** START DATA RECORDS **

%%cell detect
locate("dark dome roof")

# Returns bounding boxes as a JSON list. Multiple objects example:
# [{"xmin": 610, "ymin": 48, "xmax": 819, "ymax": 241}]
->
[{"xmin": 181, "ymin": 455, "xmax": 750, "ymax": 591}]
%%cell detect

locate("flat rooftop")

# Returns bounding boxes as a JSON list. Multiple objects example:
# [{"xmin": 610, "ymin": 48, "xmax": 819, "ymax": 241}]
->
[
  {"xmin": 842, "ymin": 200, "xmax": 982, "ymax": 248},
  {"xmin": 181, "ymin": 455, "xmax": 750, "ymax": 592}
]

** END DATA RECORDS **

→ **EXERCISE DESCRIPTION**
Can you retype every one of the records above, character for character?

→ **WRITTEN RESPONSE**
%%cell detect
locate("dark dome roof")

# Returns bounding boxes as a JSON list. Multiple objects example:
# [{"xmin": 610, "ymin": 48, "xmax": 819, "ymax": 241}]
->
[{"xmin": 181, "ymin": 455, "xmax": 750, "ymax": 591}]
%%cell detect

locate("flat rooftop")

# Returns bounding boxes as a JSON list. Multiple objects example:
# [{"xmin": 610, "ymin": 48, "xmax": 819, "ymax": 241}]
->
[
  {"xmin": 842, "ymin": 200, "xmax": 982, "ymax": 248},
  {"xmin": 181, "ymin": 455, "xmax": 750, "ymax": 592}
]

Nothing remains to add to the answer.